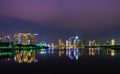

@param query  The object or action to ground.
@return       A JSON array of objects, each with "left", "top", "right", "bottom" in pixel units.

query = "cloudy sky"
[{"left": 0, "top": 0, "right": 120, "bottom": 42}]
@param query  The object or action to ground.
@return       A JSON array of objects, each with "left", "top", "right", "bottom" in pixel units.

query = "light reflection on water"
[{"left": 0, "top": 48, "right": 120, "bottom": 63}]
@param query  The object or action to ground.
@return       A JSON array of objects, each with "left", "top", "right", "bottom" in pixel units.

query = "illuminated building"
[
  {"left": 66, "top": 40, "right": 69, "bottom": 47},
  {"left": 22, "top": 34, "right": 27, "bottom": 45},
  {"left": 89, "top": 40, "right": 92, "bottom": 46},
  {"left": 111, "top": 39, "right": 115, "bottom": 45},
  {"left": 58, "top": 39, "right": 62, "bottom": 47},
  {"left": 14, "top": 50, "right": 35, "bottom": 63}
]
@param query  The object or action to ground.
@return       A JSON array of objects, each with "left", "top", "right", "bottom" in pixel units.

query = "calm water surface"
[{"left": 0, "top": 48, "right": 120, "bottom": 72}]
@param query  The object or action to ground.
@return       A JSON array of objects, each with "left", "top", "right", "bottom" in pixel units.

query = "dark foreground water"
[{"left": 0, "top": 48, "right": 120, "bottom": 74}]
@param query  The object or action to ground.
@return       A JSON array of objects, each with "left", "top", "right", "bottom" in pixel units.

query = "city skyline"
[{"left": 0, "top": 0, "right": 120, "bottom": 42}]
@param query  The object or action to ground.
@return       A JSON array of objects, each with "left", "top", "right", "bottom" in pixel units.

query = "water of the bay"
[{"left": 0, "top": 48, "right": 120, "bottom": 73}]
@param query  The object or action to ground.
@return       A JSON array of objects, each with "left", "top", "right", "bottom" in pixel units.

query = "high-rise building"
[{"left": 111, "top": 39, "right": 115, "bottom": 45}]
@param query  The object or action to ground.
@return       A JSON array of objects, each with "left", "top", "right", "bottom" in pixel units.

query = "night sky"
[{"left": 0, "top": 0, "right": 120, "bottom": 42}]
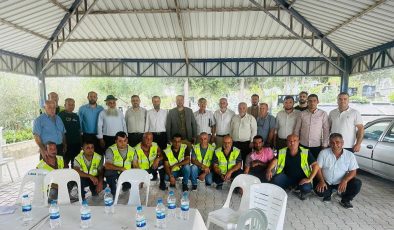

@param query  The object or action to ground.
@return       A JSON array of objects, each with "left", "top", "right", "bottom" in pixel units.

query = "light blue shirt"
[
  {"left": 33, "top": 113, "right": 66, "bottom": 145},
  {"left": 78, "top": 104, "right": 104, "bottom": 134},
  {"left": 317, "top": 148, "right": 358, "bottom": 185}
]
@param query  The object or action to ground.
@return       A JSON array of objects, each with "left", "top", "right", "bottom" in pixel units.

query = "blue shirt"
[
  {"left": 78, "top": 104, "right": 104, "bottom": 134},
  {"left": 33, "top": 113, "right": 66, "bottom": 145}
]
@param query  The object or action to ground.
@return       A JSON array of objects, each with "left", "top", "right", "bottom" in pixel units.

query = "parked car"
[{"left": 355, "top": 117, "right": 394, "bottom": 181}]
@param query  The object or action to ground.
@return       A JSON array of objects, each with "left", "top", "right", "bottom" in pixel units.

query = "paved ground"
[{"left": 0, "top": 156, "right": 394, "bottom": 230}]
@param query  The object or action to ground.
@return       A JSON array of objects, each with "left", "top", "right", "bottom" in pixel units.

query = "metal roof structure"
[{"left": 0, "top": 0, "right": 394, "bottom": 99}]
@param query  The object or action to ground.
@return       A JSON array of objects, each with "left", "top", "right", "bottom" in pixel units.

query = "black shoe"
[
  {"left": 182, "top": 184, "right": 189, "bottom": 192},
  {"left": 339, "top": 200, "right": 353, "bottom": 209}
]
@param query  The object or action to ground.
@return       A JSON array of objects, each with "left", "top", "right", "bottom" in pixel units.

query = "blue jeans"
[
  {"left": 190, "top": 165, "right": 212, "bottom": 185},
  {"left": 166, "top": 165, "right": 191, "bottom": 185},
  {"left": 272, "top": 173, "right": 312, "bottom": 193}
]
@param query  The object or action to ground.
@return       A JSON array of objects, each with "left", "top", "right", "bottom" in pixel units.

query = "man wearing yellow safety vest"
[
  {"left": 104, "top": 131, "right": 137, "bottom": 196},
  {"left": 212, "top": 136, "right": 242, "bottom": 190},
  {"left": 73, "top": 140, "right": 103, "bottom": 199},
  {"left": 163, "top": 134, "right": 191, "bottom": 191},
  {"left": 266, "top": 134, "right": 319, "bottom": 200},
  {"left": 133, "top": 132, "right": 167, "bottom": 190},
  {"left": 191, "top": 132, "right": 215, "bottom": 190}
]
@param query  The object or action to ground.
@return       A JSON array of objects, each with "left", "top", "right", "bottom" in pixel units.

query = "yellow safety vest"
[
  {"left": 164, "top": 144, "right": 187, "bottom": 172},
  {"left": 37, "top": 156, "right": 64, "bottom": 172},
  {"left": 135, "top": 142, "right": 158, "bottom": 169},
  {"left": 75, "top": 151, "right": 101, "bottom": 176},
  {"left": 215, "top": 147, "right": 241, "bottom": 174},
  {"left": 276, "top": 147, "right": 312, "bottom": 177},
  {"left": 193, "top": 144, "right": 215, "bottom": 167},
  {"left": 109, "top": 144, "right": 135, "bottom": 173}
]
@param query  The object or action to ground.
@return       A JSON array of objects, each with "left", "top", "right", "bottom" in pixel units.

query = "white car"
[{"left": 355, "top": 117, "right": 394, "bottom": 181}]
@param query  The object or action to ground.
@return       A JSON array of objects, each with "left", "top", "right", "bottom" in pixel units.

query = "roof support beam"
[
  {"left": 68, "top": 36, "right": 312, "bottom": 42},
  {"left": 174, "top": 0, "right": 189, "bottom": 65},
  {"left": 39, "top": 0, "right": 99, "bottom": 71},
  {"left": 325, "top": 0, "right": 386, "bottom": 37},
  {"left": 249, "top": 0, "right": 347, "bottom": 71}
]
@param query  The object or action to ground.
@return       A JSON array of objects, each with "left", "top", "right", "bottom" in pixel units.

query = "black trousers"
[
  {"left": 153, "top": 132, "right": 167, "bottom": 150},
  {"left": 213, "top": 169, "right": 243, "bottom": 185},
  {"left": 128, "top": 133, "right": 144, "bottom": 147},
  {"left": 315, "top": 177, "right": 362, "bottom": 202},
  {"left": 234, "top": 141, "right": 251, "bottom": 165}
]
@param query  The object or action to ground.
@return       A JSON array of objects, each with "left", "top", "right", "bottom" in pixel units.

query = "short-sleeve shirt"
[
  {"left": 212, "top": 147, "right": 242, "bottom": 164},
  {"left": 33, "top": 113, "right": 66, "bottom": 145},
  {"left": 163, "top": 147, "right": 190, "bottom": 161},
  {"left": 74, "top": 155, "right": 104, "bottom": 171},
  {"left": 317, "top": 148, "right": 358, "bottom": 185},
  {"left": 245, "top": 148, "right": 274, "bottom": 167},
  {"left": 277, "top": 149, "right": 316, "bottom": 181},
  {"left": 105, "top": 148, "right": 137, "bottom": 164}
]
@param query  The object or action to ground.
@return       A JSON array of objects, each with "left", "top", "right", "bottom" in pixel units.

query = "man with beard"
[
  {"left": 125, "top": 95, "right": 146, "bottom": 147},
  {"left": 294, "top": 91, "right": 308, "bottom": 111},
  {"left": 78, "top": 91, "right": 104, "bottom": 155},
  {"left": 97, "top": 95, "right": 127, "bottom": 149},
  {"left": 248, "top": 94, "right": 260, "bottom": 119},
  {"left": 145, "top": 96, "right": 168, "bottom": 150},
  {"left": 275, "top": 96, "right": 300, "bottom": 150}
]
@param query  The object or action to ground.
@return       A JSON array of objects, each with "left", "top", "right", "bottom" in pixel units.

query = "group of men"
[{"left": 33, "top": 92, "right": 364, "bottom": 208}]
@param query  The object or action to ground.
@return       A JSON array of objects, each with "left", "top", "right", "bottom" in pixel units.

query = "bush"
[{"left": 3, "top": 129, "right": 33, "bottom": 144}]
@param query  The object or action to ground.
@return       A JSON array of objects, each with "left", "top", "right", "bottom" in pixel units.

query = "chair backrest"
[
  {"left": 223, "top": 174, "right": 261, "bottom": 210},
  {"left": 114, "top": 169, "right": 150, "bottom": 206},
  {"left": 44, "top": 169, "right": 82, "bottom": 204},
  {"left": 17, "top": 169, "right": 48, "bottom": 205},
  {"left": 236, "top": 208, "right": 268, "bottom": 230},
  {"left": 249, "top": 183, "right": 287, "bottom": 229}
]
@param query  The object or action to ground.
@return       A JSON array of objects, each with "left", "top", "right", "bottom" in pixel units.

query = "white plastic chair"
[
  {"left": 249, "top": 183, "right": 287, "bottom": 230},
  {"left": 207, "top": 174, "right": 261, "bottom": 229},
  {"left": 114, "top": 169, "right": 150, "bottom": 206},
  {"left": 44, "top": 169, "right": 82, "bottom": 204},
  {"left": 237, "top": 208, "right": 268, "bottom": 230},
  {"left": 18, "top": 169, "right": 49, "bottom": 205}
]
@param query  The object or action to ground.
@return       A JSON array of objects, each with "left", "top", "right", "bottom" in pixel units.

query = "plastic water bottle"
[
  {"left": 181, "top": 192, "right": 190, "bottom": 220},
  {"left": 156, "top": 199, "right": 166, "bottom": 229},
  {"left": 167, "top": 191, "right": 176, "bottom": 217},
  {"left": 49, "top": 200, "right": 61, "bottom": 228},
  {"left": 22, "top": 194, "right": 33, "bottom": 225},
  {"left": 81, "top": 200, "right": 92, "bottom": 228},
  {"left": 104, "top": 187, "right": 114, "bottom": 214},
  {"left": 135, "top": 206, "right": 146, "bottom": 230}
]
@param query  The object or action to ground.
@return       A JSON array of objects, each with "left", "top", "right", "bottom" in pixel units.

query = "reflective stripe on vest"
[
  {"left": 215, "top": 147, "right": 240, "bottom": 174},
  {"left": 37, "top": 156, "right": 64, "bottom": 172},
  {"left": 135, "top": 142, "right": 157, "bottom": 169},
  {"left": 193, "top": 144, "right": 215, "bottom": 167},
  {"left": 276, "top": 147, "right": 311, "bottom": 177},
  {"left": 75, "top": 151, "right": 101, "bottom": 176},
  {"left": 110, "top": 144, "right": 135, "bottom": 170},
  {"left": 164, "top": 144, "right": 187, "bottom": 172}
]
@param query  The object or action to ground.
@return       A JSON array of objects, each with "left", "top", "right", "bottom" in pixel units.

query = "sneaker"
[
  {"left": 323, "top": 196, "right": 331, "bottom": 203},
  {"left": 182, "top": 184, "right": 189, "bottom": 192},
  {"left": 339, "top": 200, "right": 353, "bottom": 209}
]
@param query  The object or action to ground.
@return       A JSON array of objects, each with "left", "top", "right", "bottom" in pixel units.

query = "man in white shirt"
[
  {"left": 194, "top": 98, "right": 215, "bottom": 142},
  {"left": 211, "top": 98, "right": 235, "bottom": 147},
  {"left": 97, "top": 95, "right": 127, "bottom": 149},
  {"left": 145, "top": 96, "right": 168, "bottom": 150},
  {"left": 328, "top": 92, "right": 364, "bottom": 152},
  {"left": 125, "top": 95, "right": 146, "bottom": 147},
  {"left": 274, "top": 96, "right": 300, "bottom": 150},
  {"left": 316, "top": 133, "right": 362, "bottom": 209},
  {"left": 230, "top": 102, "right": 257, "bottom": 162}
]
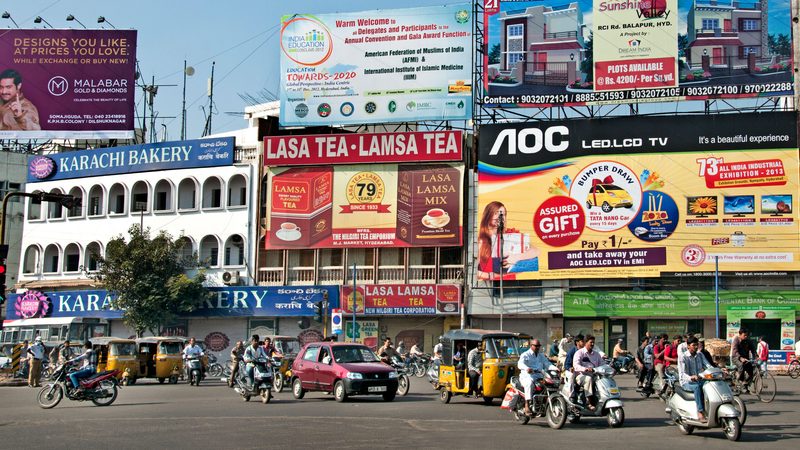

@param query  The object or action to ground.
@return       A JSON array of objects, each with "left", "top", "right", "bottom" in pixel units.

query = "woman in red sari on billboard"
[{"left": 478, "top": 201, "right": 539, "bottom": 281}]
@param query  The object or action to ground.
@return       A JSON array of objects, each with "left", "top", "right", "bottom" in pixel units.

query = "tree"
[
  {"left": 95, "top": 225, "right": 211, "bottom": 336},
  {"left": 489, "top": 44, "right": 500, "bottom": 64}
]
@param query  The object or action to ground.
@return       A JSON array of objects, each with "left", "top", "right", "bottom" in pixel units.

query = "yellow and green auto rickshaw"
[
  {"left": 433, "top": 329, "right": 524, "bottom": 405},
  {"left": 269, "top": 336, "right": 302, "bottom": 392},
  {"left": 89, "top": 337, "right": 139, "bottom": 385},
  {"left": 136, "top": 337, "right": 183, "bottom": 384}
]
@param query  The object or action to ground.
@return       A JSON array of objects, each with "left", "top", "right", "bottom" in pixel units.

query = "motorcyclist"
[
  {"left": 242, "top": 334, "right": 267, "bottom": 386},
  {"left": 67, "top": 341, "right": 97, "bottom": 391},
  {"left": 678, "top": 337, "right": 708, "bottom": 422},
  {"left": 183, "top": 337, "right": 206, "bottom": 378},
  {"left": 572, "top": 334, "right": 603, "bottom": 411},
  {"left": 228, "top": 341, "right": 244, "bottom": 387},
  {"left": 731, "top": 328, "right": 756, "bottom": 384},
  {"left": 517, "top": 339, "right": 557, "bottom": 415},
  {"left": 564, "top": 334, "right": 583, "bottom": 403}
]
= = = =
Count the lines in the rows above that contain the word "vest", matching case exactly, and give only the number.

3